[start of Information given]
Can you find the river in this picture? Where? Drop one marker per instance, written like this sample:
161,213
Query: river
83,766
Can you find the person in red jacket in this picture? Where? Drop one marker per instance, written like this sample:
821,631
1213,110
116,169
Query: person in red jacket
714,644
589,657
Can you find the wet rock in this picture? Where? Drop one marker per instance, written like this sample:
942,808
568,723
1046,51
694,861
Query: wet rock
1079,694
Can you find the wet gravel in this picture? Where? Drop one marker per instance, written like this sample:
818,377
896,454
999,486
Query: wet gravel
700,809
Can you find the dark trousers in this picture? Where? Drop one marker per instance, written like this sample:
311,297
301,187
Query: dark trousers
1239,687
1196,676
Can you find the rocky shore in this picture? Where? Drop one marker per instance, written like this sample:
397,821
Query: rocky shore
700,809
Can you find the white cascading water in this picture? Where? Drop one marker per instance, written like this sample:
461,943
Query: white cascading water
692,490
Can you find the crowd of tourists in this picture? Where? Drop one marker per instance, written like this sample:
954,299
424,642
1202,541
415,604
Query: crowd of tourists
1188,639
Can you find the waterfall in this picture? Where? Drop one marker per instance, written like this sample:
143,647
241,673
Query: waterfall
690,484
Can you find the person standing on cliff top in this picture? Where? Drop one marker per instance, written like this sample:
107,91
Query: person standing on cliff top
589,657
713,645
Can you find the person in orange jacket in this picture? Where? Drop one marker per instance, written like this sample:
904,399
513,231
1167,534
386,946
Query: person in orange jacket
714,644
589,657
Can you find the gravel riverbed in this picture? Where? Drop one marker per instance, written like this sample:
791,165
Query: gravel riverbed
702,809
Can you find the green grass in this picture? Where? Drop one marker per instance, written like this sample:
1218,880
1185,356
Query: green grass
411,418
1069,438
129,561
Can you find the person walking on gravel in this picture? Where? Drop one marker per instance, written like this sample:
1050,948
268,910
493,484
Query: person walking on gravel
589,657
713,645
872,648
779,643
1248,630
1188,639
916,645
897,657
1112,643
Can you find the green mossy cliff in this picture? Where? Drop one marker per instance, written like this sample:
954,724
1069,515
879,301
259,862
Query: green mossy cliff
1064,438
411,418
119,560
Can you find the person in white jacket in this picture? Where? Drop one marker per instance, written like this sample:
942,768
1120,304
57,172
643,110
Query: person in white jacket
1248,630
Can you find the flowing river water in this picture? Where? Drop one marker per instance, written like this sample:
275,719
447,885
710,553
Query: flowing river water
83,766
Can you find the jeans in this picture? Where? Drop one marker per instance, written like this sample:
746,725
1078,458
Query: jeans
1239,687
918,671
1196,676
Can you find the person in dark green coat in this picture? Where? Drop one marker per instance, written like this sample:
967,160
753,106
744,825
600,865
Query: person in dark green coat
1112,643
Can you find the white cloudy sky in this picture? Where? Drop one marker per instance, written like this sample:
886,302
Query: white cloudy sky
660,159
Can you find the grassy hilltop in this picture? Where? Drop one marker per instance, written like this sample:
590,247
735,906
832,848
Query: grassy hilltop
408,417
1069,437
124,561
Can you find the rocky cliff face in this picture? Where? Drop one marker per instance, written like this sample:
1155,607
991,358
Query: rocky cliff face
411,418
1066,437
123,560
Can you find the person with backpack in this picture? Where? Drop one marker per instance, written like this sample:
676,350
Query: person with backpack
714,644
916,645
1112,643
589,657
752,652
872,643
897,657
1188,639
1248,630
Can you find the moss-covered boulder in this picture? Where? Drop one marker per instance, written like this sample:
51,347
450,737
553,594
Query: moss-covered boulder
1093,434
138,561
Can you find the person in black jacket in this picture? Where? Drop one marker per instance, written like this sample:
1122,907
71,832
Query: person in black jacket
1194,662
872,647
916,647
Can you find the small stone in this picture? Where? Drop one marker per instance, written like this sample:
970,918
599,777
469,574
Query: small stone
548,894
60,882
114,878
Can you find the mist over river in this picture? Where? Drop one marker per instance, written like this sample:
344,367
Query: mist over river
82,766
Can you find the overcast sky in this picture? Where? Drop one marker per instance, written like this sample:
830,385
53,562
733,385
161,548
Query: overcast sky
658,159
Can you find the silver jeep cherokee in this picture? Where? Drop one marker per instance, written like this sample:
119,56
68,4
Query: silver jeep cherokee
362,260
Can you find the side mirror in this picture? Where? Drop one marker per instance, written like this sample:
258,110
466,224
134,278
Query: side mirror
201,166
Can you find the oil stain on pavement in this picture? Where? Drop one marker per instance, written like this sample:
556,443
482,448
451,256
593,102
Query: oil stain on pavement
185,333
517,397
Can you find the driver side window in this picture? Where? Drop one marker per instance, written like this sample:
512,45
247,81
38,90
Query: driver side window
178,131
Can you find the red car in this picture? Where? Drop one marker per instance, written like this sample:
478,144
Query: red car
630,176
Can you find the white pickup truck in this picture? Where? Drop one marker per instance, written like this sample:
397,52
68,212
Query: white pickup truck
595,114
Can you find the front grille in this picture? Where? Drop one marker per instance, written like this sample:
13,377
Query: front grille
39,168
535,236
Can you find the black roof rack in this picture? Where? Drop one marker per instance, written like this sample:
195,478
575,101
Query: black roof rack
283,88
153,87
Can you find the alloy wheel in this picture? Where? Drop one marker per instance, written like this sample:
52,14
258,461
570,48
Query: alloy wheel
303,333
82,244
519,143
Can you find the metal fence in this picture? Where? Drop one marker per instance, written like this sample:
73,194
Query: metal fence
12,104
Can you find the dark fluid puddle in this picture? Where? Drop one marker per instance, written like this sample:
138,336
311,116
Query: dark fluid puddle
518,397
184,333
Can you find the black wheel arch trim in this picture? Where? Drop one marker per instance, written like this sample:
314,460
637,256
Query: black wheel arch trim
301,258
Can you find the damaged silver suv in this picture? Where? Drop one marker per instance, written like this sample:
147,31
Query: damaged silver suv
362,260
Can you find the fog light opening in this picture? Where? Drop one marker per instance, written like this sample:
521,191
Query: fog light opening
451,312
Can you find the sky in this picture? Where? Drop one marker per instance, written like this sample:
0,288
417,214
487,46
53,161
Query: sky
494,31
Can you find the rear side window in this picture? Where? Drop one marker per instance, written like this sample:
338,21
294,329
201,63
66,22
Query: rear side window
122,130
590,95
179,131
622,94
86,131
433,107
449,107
[end of Information given]
Repeat the lines above exactly.

=== Written answer ===
Can you find the river in this picture? Where? Drop one marker per instance, written like this sample:
161,213
Query: river
83,766
Can you find the person in red jacket in this picture? Where? Drop one marker per instance, written like this sample:
821,631
1213,110
116,169
Query: person in red jacket
714,644
589,657
Can you find the wet rock in this picture? Where? Drop one marker per instance, written like this sample:
942,808
568,723
1046,51
694,861
Query: wet rock
1079,694
Can you find the wet gravel in this picture? Where? Drop one marker per instance, written like this sample:
818,377
896,454
999,486
Query: wet gravel
700,809
Can you find the dark trousers in this picture? Where? Drop one marker per instance, written like this sample:
311,297
301,187
Query: dark trousers
1239,687
1196,676
Can you find the rocky shore in this picture? Where? Drop one marker per instance, written like this sample:
397,821
Query: rocky shore
700,809
Can you find the white cascading water in this picture? Where? Drop one marker per instance, written like this sample:
461,943
Query: white cascading water
692,490
Can you find the crowd of tourists in this picture? Where? Drop one marker per instance, written like this sample:
954,299
424,642
1202,541
415,604
Query: crowd of tourists
1188,639
Can you find the waterfall in this picture? Where? Drop one marker per instance, written like this sample:
143,647
241,673
Query: waterfall
690,484
Can you find the person standing on cliff top in this picture? Where? Drop one marker per instance, written like this sample:
107,91
Query: person standing on cliff top
589,657
713,645
Can you find the person in orange jacket in this picture? Where? Drop one marker per instance, written like this sample:
904,399
513,231
1167,534
386,946
Query: person in orange jacket
714,644
589,657
Can you find the gravel riverbed in this picture? Where? Drop one marker per instance, written like this sample:
791,165
Query: gravel riverbed
702,809
Can you find the green grass in this picture? Where? Drop one marker per instance, written like this sample:
1218,880
1185,356
Query: green grass
411,418
1069,438
129,561
Can you find the person walking on gravel in this picture? Where? Drop one marker per instance, written like this sample:
1050,948
268,910
493,484
Query: person walking on gravel
589,657
713,645
872,648
779,643
1248,630
1188,639
916,645
897,657
1112,643
Can you find the green mossy cliff in this picture? Where? Drop one marker per instance, written like this sample:
954,724
1069,515
879,301
259,862
Query: green mossy cliff
1064,438
411,418
119,560
Can you find the person in white jacket in this picture? Where? Drop one marker per instance, written like this sample:
942,768
1120,304
57,172
643,110
Query: person in white jacket
1248,630
Can you find the flowing river water in this picture? Where? Drop one marker per instance, written like this sample:
275,719
447,885
710,553
Query: flowing river water
83,766
Can you find the jeans in this picture? Where? Drop one marker per instance, written like this sample:
746,725
1078,458
Query: jeans
1239,687
918,671
1196,676
Can you find the person in dark green coat in this picture? Where? Drop one marker per instance, written like this sample:
967,160
753,106
744,825
600,865
Query: person in dark green coat
1112,643
Can you find the white cloudy sky in this picture? Where? Drop one marker per instance, written like this sample:
886,302
Query: white cloudy sky
660,159
Can you find the grassy hilltop in this picture? Where? Drop one marker per instance, written like this sample:
590,247
735,906
832,848
Query: grassy hilltop
408,417
1069,437
124,561
Can you find the rocky cliff face in this picture? Where? Drop one marker per instance, written like this sample:
1155,607
991,358
Query: rocky cliff face
411,418
1066,437
123,560
Can you find the person with backpack in this picture? Where? Drop one marker per instance, written like this sample:
676,350
Query: person with backpack
714,644
916,645
1112,643
589,657
752,652
872,643
897,657
1188,639
1248,630
Can you find the moss-covered boulder in this picture? Where? Drop one marker per instance, written like this sample:
51,347
450,737
553,594
Query: moss-covered boulder
1093,434
138,561
Can you find the person in black jacket in this picture? Where? Drop one marker per instance, written like this sample:
1122,907
71,832
Query: person in black jacket
1194,662
872,647
916,647
Can you find the small stone in this picture? Where? Drop one marker per instance, written like this sample:
970,918
599,777
469,574
Query: small stone
548,894
60,882
114,878
Can you find the mist over river in this picture? Where? Drop one marker per instance, written like this sample:
344,367
Query: mist over river
82,766
Can you find the overcast sky in this picture? Where? Drop one marker per instance, written like this sample:
830,385
53,562
733,385
161,548
Query: overcast sky
658,159
Can you find the silver jeep cherokee in this picture? Where? Drop one marker per instance, written like this sample:
119,56
68,4
Query: silver jeep cherokee
362,260
Can you find the side mirror in this picture? Where? Drop one marker per instance, written like this sample:
258,110
466,224
134,278
Query: side mirror
201,166
Can you find the oil stain on pavement in this picture? Where? Drop one marker per instance, written like this sample:
556,443
482,448
451,256
593,102
Query: oil stain on pavement
185,333
517,397
Can you find the driver side window in this picture? Where? Drop one marker per instance, written like this sample:
512,45
247,81
38,90
Query: driver side window
178,131
Can you find the red car in this picture? Where? Drop one marker per instance, written like this sample:
478,144
Query: red car
630,176
Can you find the white pickup truck in this picture? Where? Drop one marker per instance, written like this sample:
397,52
68,212
Query: white pickup truck
595,114
Can you find the front grille in this picture? Where? Drop one marker per instance, written like this sample:
13,377
Query: front grille
39,168
535,236
Can you find the black roof rack in this picture? Where? Drop one marker per instance, written like this sample:
195,478
575,101
Query: black roof rack
283,88
153,87
Can you find the alloy wheel in this picture? Where? Drop one marker per instance, written like this sample:
52,14
258,461
570,48
Query: alloy wheel
303,333
82,244
519,143
Can you find the metal fence in this picture? Where? Drop one marker per instance, written like this sample:
73,194
Query: metal fence
12,104
Can you find the dark fluid puddle in this picture? Where? Drop one marker per instance, written like this sample:
138,336
311,116
Query: dark fluid puddle
518,397
184,333
Can you find the black wheel arch trim in this picture? Where? Drop one marker per instance, written like this sample:
314,460
637,256
Query: black wheel arch trim
301,258
Can you find the damaged silver suv in this picture? Where? Drop one marker per instance, written like this sample:
147,31
Query: damaged silver suv
362,260
Can you find the fog light opening in this picture? Where? Drop one marker per instance, written like this sample:
521,191
Query: fog light opening
451,312
Can you find the sky in this picture? Where? Drop one marker per instance, written like this sample:
0,288
417,214
487,46
53,161
Query: sky
494,31
Can you find the rear side window in this picture? Where? Drop one marker per instance, written like this sample:
338,21
294,329
201,63
66,22
Query: rear side window
122,130
590,95
179,131
622,94
86,131
433,107
449,107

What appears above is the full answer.